# Your objective
Every single record below is to be reproduced exactly.

Start of Available records

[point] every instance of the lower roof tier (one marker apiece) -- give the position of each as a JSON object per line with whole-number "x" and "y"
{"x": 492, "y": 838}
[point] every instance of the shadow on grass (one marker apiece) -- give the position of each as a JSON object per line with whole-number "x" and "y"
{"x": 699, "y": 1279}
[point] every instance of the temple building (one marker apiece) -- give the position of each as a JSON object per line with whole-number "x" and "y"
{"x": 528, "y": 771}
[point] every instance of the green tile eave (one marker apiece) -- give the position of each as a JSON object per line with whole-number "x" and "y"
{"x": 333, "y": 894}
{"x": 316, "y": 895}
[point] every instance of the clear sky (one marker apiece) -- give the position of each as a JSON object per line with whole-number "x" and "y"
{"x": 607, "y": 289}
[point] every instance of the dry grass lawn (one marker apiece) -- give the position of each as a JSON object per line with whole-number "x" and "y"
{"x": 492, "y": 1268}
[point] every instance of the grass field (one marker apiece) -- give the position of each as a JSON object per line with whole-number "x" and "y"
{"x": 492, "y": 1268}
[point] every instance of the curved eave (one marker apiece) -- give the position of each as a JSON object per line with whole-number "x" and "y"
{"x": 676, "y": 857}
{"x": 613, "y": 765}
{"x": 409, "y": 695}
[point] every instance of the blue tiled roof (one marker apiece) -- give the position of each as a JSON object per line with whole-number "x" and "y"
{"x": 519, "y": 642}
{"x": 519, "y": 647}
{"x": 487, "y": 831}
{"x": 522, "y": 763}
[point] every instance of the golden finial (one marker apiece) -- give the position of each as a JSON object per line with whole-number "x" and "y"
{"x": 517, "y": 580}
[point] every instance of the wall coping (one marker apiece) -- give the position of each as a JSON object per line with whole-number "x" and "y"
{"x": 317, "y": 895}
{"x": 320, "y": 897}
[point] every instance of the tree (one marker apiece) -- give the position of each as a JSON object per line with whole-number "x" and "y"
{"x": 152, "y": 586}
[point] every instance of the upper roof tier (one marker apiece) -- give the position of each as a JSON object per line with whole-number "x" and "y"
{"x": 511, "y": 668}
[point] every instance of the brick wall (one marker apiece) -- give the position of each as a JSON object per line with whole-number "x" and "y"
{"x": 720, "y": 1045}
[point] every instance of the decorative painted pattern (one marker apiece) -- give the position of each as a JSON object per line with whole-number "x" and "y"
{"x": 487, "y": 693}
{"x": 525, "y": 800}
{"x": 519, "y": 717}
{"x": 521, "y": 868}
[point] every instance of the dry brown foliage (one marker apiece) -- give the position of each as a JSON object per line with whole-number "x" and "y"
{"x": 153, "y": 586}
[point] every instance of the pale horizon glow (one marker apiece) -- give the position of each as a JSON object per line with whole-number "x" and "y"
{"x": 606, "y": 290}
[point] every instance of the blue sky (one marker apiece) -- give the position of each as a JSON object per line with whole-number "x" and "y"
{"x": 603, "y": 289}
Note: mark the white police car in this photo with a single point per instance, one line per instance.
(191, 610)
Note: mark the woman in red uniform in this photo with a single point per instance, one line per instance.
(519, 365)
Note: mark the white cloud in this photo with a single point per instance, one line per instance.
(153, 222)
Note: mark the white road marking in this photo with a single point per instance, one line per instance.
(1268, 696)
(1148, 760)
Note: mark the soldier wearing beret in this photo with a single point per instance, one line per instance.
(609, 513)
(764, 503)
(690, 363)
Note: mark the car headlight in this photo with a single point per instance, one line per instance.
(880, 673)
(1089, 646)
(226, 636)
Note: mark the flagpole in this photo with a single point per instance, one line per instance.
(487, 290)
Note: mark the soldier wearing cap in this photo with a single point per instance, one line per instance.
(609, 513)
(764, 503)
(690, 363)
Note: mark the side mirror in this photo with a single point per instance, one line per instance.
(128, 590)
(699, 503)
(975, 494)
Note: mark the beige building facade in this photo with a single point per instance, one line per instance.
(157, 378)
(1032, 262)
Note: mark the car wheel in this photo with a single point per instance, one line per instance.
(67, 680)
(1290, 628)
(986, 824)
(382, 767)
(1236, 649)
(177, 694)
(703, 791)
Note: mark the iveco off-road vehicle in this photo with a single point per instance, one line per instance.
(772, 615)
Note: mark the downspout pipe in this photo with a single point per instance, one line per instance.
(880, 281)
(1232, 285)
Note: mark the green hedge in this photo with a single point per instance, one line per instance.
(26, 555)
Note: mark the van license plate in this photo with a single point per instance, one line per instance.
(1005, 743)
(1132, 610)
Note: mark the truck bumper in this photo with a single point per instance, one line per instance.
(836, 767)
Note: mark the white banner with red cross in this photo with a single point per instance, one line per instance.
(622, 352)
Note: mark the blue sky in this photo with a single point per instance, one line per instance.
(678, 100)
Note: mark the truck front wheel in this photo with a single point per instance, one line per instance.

End of Available records

# Task output
[point] every instance of the lower roof tier (one marker apiece) -- give the position of each as a JSON object per line with whole-number "x" and "y"
{"x": 492, "y": 838}
[point] every instance of the shadow on grass (one marker apiece) -- give the position of each as a JSON object per line with whole-number "x" and "y"
{"x": 699, "y": 1279}
[point] every instance of the temple building (one marker apiece) -- give the position of each as a JSON object per line with whole-number "x" and "y"
{"x": 528, "y": 771}
[point] every instance of the green tile eave (one marker apiece) -- give the position of each as a JSON object per line with whole-number "x" and "y"
{"x": 333, "y": 894}
{"x": 316, "y": 895}
[point] every instance of the clear sky (one marker apiece) -- give the position of each as a JSON object per line with whole-number "x" and "y"
{"x": 607, "y": 289}
[point] every instance of the dry grass lawn (one marker apiece) -- give the position of each as a JSON object per line with whole-number "x" and "y"
{"x": 492, "y": 1268}
[point] every instance of the grass field (one marker apiece) -- give the position of each as a JSON object per line with whole-number "x" and "y"
{"x": 492, "y": 1268}
[point] every instance of the curved eave (one marker apiece) -- give the position of each as a JSON object per line with whole-number "x" and "y"
{"x": 676, "y": 857}
{"x": 613, "y": 765}
{"x": 409, "y": 695}
[point] every instance of the blue tiled roof (one marker apiece) -- give the position of each as a JSON object per line with whole-number "x" and "y"
{"x": 519, "y": 642}
{"x": 519, "y": 647}
{"x": 487, "y": 831}
{"x": 522, "y": 763}
[point] every instance of the golden finial (one marker apiece) -- give the position of each as a JSON object per line with whole-number "x" and "y"
{"x": 517, "y": 580}
[point] every instance of the wall coping (one marker apiece) -- give the position of each as a JSON object per line with whole-number "x" and "y"
{"x": 317, "y": 895}
{"x": 320, "y": 897}
[point] every instance of the tree (one marker apiece) -- give the position of each as a JSON object per line with whole-number "x" and "y"
{"x": 152, "y": 586}
[point] every instance of the upper roof tier (one marker apiece) -- give the position of each as a JSON object per line with whole-number "x" and "y"
{"x": 511, "y": 668}
[point] every instance of the brick wall (one marker apiece) -- give the position of each as a JSON object per line with whole-number "x" and "y"
{"x": 720, "y": 1045}
[point] every instance of the decorative painted pattern (one marker apiece) -- give the position of each as a JSON object per line with whole-number "x" and "y"
{"x": 487, "y": 693}
{"x": 525, "y": 800}
{"x": 519, "y": 717}
{"x": 521, "y": 868}
[point] every instance of the dry brown foliage (one marker apiece) -- give the position of each as a JSON object per line with whole-number "x" and "y"
{"x": 153, "y": 586}
[point] every instance of the pale horizon glow (one marker apiece) -- give the position of each as a JSON object per line with whole-number "x" and "y"
{"x": 606, "y": 290}
[point] every instance of the blue sky (one marker apiece) -- give the position of each as a JSON object per line with whole-number "x" and "y"
{"x": 603, "y": 289}
Note: mark the white police car in this photo with a single point per instance, one line per instance.
(191, 610)
Note: mark the woman in red uniform in this photo with a single point per instance, one line per instance.
(519, 365)
Note: mark the white cloud in this photo with a single point per instance, one line per instance.
(153, 222)
Note: mark the white road marking in this photo with a single point per instance, one line per instance.
(1268, 696)
(1148, 760)
Note: mark the soldier wearing beret in this photo with a single point per instance, one line per instance.
(609, 513)
(764, 503)
(690, 363)
Note: mark the car headlight in this photo with a single point per instance, one line per instance.
(880, 673)
(1089, 646)
(226, 636)
Note: mark the flagpole in this photo with a single point per instance, one line per instance.
(487, 290)
Note: mark the soldier wearing cap in this photo with a single point per instance, one line per instance.
(609, 513)
(764, 503)
(690, 363)
Note: mark the side mirror in this photo with a single point per instance, one line per instance.
(128, 590)
(699, 503)
(975, 494)
Note: mark the beige building facade in this photo with a single point per instance, one line per instance.
(157, 378)
(1032, 262)
Note: mark the car wheel in this photo with a single point per instance, one line per instance.
(67, 680)
(1290, 628)
(986, 824)
(382, 767)
(1236, 649)
(177, 694)
(703, 791)
Note: mark the iveco off-road vehicle in this photo with a single point per instance, one line per instance.
(772, 615)
Note: mark the downspout pipe in this photo with a single point per instance, one line per instance.
(880, 281)
(1232, 285)
Note: mark the green hedge in this photo with a single point per instance, one line per instance.
(26, 555)
Note: mark the van license plate in this photo with a single point per instance, one line per instance.
(1005, 743)
(1132, 610)
Note: mark the truck bumper in this photo with a single point per instance, one line per instance.
(836, 767)
Note: mark the white banner with red cross in this photo with a single point per instance, one line per instance.
(622, 352)
Note: mark the blue sky in this photo with a single point per instance, one line per instance.
(678, 100)
Note: mark the truck front wheel in this photo with a single point per instance, one line per instance.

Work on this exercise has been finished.